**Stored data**
────
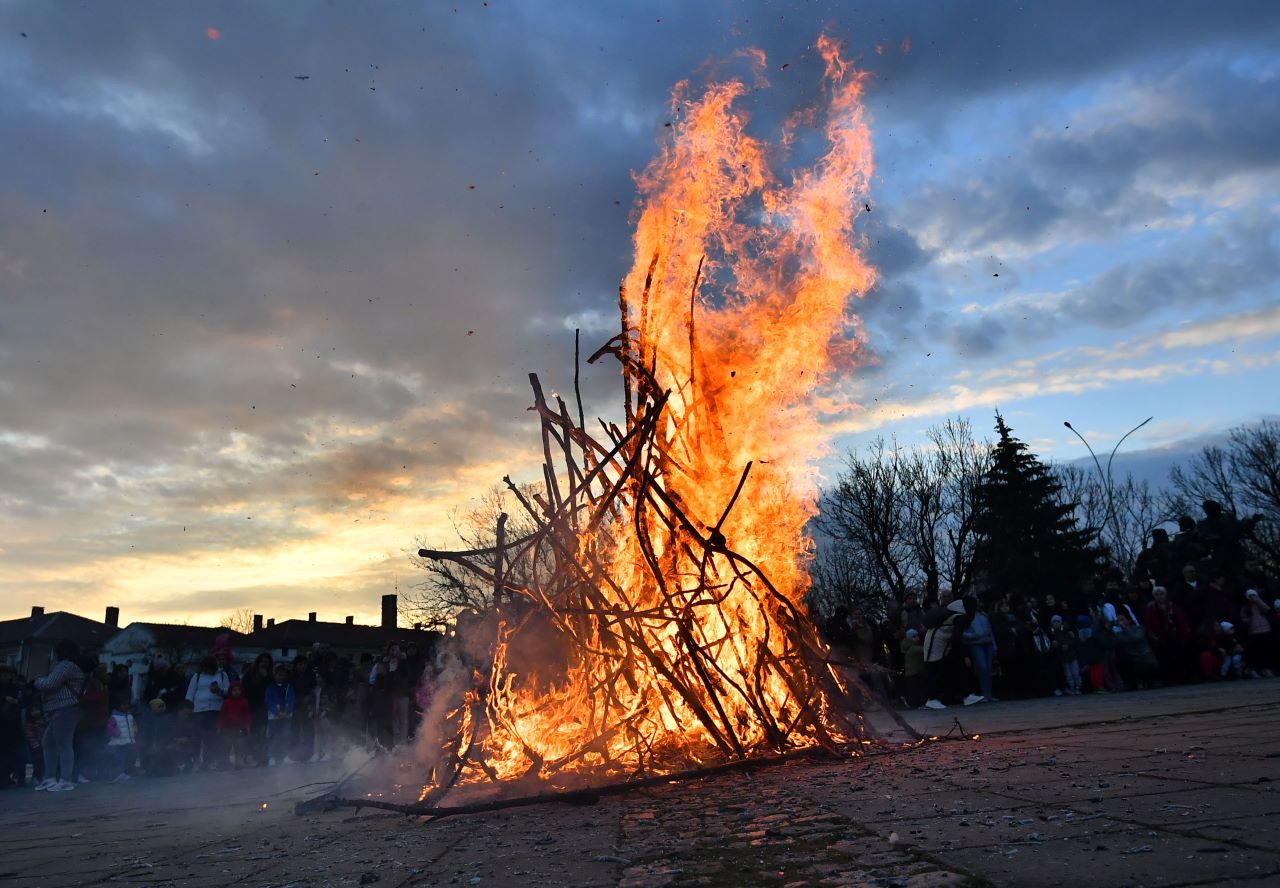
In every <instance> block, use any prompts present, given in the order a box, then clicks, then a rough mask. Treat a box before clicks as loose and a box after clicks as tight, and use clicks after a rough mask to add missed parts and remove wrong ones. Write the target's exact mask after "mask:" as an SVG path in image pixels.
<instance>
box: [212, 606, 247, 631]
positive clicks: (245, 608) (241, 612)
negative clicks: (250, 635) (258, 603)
mask: <svg viewBox="0 0 1280 888" xmlns="http://www.w3.org/2000/svg"><path fill="white" fill-rule="evenodd" d="M218 624H219V626H221V627H223V628H224V630H230V631H232V632H239V633H241V635H250V633H251V632H252V631H253V608H241V609H238V610H233V612H230V613H229V614H227V615H225V617H223V618H221V619H220V621H219V622H218Z"/></svg>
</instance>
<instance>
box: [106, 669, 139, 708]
mask: <svg viewBox="0 0 1280 888" xmlns="http://www.w3.org/2000/svg"><path fill="white" fill-rule="evenodd" d="M106 697H108V706H109V708H110V710H111V711H113V713H114V711H116V710H118V709H119V708H120V706H122V705H124V704H132V702H133V678H132V677H131V676H129V667H128V665H127V664H124V663H116V664H115V668H113V669H111V677H110V678H109V679H108V683H106Z"/></svg>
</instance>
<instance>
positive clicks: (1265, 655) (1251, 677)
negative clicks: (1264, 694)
mask: <svg viewBox="0 0 1280 888" xmlns="http://www.w3.org/2000/svg"><path fill="white" fill-rule="evenodd" d="M1271 621H1272V614H1271V609H1270V608H1268V607H1267V605H1266V603H1265V601H1263V600H1262V596H1261V595H1258V590H1256V589H1251V590H1248V591H1247V592H1244V607H1243V608H1240V631H1242V632H1243V633H1244V663H1245V667H1247V668H1248V673H1247V674H1249V677H1251V678H1257V677H1258V676H1262V677H1265V678H1271V676H1274V674H1275V673H1274V672H1272V670H1271V667H1272V665H1274V664H1275V632H1274V631H1272V626H1271ZM1251 673H1252V674H1251Z"/></svg>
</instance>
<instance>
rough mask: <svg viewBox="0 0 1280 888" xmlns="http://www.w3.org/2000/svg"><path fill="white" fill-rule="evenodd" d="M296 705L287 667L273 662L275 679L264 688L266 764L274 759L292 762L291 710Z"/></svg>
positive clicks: (291, 714)
mask: <svg viewBox="0 0 1280 888" xmlns="http://www.w3.org/2000/svg"><path fill="white" fill-rule="evenodd" d="M296 705H297V696H296V695H294V691H293V685H291V683H289V668H288V667H287V665H284V664H283V663H276V664H275V681H274V682H271V683H270V685H269V686H268V688H266V742H268V750H269V755H270V759H268V764H271V765H274V764H275V763H276V761H283V763H284V764H287V765H288V764H293V760H292V759H289V755H288V752H289V742H291V740H292V736H293V731H292V727H293V710H294V706H296Z"/></svg>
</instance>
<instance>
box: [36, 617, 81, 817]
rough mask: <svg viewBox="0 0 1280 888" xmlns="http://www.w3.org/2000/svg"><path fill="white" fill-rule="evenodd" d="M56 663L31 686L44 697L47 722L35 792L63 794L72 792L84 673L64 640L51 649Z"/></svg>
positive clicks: (42, 707)
mask: <svg viewBox="0 0 1280 888" xmlns="http://www.w3.org/2000/svg"><path fill="white" fill-rule="evenodd" d="M54 655H55V656H56V658H58V663H56V664H55V665H54V668H52V670H50V673H49V674H47V676H44V677H41V678H37V679H36V682H35V685H36V690H37V691H40V694H41V696H42V697H44V705H42V710H44V714H45V718H46V719H49V723H47V727H46V728H45V733H44V737H41V746H42V747H44V755H45V778H44V779H42V781H41V782H40V783H37V784H36V788H37V789H47V791H50V792H65V791H67V789H74V788H76V784H74V783H72V777H73V775H74V773H76V751H74V746H73V743H74V741H76V725H77V724H79V719H81V696H82V695H83V694H84V672H83V670H82V669H81V668H79V667H78V665H76V658H78V656H79V647H78V646H77V645H76V642H74V641H70V640H69V638H64V640H63V641H59V642H58V645H56V646H55V647H54Z"/></svg>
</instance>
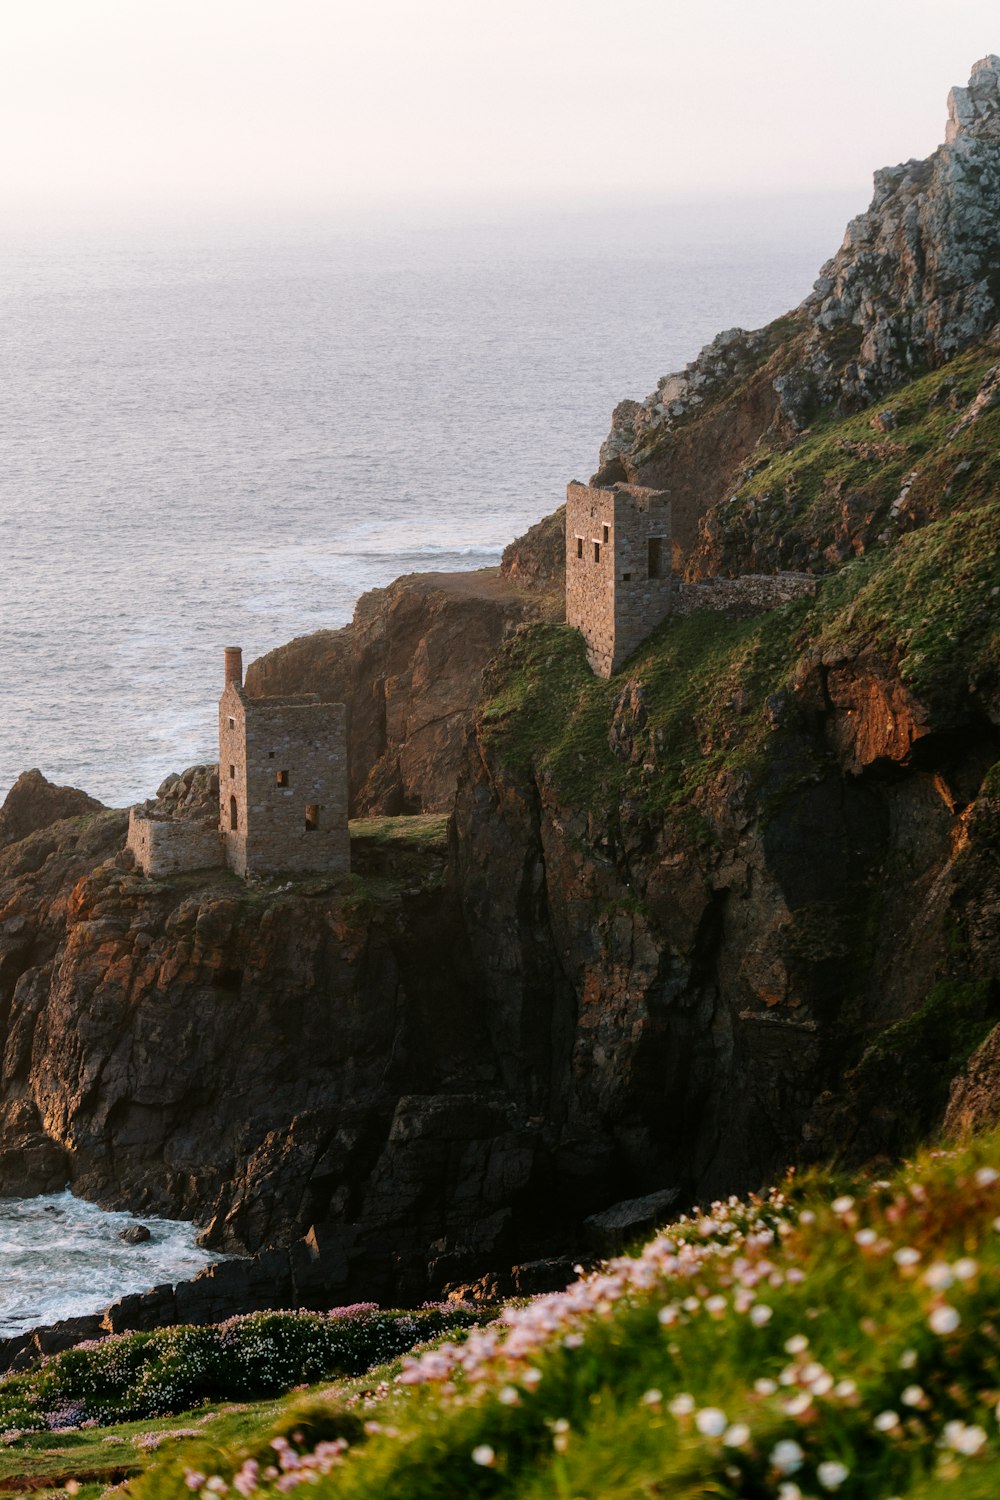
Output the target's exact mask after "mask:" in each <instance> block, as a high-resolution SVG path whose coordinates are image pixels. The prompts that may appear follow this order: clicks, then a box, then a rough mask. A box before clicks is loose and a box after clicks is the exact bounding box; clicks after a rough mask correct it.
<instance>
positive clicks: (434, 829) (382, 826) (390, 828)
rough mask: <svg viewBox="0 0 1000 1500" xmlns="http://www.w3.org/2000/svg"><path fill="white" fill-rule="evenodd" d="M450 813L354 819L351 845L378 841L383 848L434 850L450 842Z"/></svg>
mask: <svg viewBox="0 0 1000 1500" xmlns="http://www.w3.org/2000/svg"><path fill="white" fill-rule="evenodd" d="M448 822H450V817H448V814H447V813H417V814H414V816H409V817H354V819H351V846H352V847H354V846H361V847H364V846H369V844H375V846H378V847H381V849H433V850H441V852H442V850H444V849H447V844H448Z"/></svg>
────
**Job item**
Print every record above exactly as written, leaving out the pictures.

**Task solution**
In every <instance> block, use any prompts present, given in the order a box, then clicks, then a rough mask. Treat a box before clicks as loose and a box after clicks as tight, and use clicks after a rough mask to add missed parts and remove wrong ones. Write the target's exact mask after "mask:" as an SVG path in image pixels.
<instance>
box: [212, 606, 247, 631]
positive clicks: (245, 608) (241, 612)
negative clicks: (250, 635) (258, 603)
mask: <svg viewBox="0 0 1280 888" xmlns="http://www.w3.org/2000/svg"><path fill="white" fill-rule="evenodd" d="M218 624H219V626H221V627H223V628H224V630H230V631H232V632H239V633H241V635H250V633H251V632H252V631H253V608H241V609H238V610H233V612H230V613H229V614H227V615H225V617H223V618H221V619H220V621H219V622H218Z"/></svg>
</instance>
<instance>
box: [106, 669, 139, 708]
mask: <svg viewBox="0 0 1280 888" xmlns="http://www.w3.org/2000/svg"><path fill="white" fill-rule="evenodd" d="M106 697H108V706H109V708H110V710H111V711H113V713H114V711H116V710H118V709H119V708H120V706H122V705H124V704H132V702H133V678H132V677H131V676H129V667H128V665H127V664H124V663H116V664H115V668H113V669H111V677H110V678H109V679H108V683H106Z"/></svg>
</instance>
<instance>
positive clicks: (1265, 655) (1251, 677)
negative clicks: (1264, 694)
mask: <svg viewBox="0 0 1280 888" xmlns="http://www.w3.org/2000/svg"><path fill="white" fill-rule="evenodd" d="M1271 621H1272V614H1271V609H1270V608H1268V607H1267V605H1266V603H1265V601H1263V600H1262V596H1261V595H1258V590H1256V589H1251V590H1248V591H1247V592H1244V607H1243V608H1240V631H1242V632H1243V633H1244V663H1245V667H1247V668H1248V673H1247V674H1249V677H1251V678H1257V677H1258V676H1262V677H1265V678H1271V676H1274V674H1275V673H1274V672H1272V670H1271V667H1272V665H1274V664H1275V632H1274V631H1272V626H1271ZM1251 673H1252V674H1251Z"/></svg>
</instance>
<instance>
rough mask: <svg viewBox="0 0 1280 888" xmlns="http://www.w3.org/2000/svg"><path fill="white" fill-rule="evenodd" d="M296 705L287 667L273 662L275 679L264 688L266 764L274 759L292 762L291 710Z"/></svg>
positive clicks: (291, 714)
mask: <svg viewBox="0 0 1280 888" xmlns="http://www.w3.org/2000/svg"><path fill="white" fill-rule="evenodd" d="M296 705H297V696H296V695H294V691H293V685H291V683H289V668H288V667H287V665H284V664H283V663H276V664H275V681H274V682H271V683H270V685H269V686H268V688H266V742H268V750H269V755H270V759H268V764H271V765H274V764H275V763H276V761H283V763H284V764H287V765H288V764H293V760H292V759H289V755H288V752H289V742H291V740H292V736H293V731H292V727H293V710H294V706H296Z"/></svg>
</instance>
<instance>
box: [36, 617, 81, 817]
rough mask: <svg viewBox="0 0 1280 888" xmlns="http://www.w3.org/2000/svg"><path fill="white" fill-rule="evenodd" d="M56 663L31 686L44 697L47 722L35 792L63 794L72 792L84 673L64 640L51 649Z"/></svg>
positive clicks: (42, 707)
mask: <svg viewBox="0 0 1280 888" xmlns="http://www.w3.org/2000/svg"><path fill="white" fill-rule="evenodd" d="M54 655H55V656H56V658H58V663H56V664H55V665H54V668H52V670H50V673H49V674H47V676H44V677H41V678H37V679H36V682H35V685H36V690H37V691H40V694H41V696H42V697H44V705H42V710H44V714H45V718H46V719H49V723H47V727H46V728H45V733H44V737H41V746H42V747H44V755H45V778H44V779H42V781H41V782H40V783H37V784H36V788H37V789H47V791H50V792H65V791H67V789H74V788H76V784H74V783H72V777H73V775H74V773H76V751H74V746H73V743H74V741H76V725H77V724H79V719H81V696H82V695H83V694H84V672H83V670H82V669H81V668H79V667H78V665H76V658H78V656H79V647H78V646H77V645H76V642H74V641H70V640H69V638H64V640H63V641H59V642H58V645H56V646H55V647H54Z"/></svg>
</instance>
Output the target's exact mask after "mask:" in each <instance> block, as a high-resolution SVG path whose coordinates are image pixels. The prompts that may appear follow this order: clicks, then a box, then a rough mask. A box before clicks is loose and a box after clicks is the exact bounding box; clicks after a rough mask correct it.
<instance>
positive clicks: (434, 829) (382, 826) (390, 828)
rough mask: <svg viewBox="0 0 1000 1500" xmlns="http://www.w3.org/2000/svg"><path fill="white" fill-rule="evenodd" d="M450 813L354 819L351 845L378 841L383 848L434 850L450 842Z"/></svg>
mask: <svg viewBox="0 0 1000 1500" xmlns="http://www.w3.org/2000/svg"><path fill="white" fill-rule="evenodd" d="M448 822H450V817H448V814H447V813H417V814H414V816H409V817H354V819H351V846H352V847H354V846H361V847H364V846H369V844H375V846H378V847H381V849H433V850H441V852H442V850H444V849H447V844H448Z"/></svg>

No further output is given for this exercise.